AIM OF THE EXERCISE >> Report all lines below with the word "wooden".

MATERIAL PROVIDED >>
━━━━━━━━━━━━━━━━━━━━

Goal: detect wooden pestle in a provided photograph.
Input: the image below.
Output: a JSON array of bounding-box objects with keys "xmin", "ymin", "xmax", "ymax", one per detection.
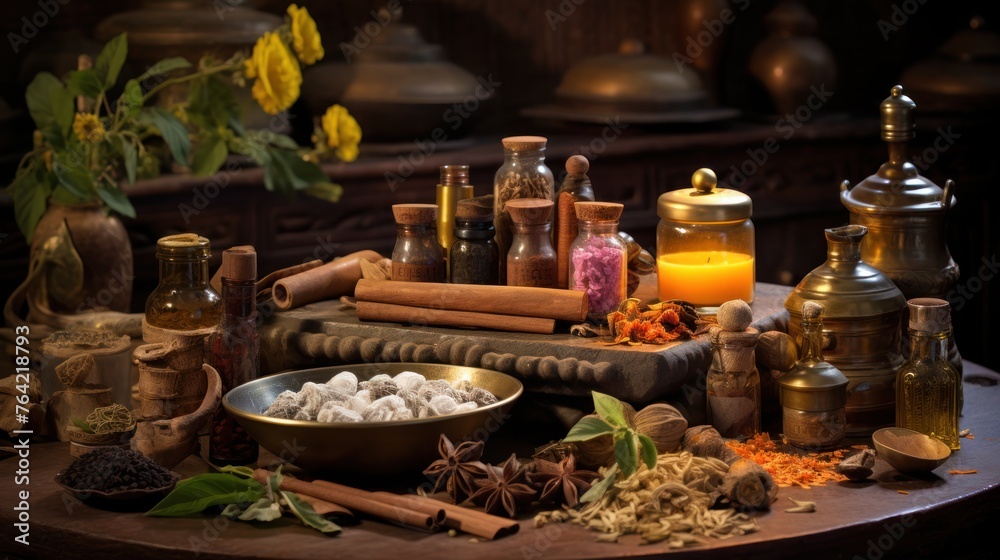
[{"xmin": 272, "ymin": 250, "xmax": 382, "ymax": 310}]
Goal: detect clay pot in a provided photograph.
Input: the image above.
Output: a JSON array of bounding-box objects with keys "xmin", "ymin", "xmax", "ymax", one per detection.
[{"xmin": 29, "ymin": 202, "xmax": 133, "ymax": 316}]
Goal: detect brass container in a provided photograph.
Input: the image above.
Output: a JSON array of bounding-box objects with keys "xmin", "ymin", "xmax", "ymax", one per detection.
[
  {"xmin": 436, "ymin": 165, "xmax": 474, "ymax": 278},
  {"xmin": 785, "ymin": 225, "xmax": 906, "ymax": 436},
  {"xmin": 840, "ymin": 85, "xmax": 961, "ymax": 373}
]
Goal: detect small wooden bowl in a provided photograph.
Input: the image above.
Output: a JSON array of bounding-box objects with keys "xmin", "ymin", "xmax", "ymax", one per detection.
[
  {"xmin": 66, "ymin": 425, "xmax": 136, "ymax": 446},
  {"xmin": 872, "ymin": 427, "xmax": 951, "ymax": 473},
  {"xmin": 54, "ymin": 471, "xmax": 180, "ymax": 502}
]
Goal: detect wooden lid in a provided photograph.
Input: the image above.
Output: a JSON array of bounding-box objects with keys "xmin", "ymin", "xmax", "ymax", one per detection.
[
  {"xmin": 566, "ymin": 155, "xmax": 589, "ymax": 174},
  {"xmin": 392, "ymin": 203, "xmax": 438, "ymax": 225},
  {"xmin": 221, "ymin": 247, "xmax": 257, "ymax": 281},
  {"xmin": 506, "ymin": 198, "xmax": 554, "ymax": 225},
  {"xmin": 574, "ymin": 201, "xmax": 623, "ymax": 222},
  {"xmin": 456, "ymin": 195, "xmax": 494, "ymax": 221},
  {"xmin": 502, "ymin": 135, "xmax": 548, "ymax": 151}
]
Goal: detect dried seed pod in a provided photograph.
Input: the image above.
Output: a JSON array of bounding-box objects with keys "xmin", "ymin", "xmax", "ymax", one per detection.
[
  {"xmin": 835, "ymin": 448, "xmax": 876, "ymax": 481},
  {"xmin": 633, "ymin": 403, "xmax": 688, "ymax": 453},
  {"xmin": 757, "ymin": 331, "xmax": 799, "ymax": 372},
  {"xmin": 717, "ymin": 299, "xmax": 753, "ymax": 332},
  {"xmin": 56, "ymin": 353, "xmax": 97, "ymax": 388}
]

━━━━━━━━━━━━━━━━━━━━

TASK OUTPUT >>
Goal: detect wooden pestle in a provided photograph.
Goal: detect small wooden bowl in a provided photograph.
Goal: detect wooden lid in a provided photograph.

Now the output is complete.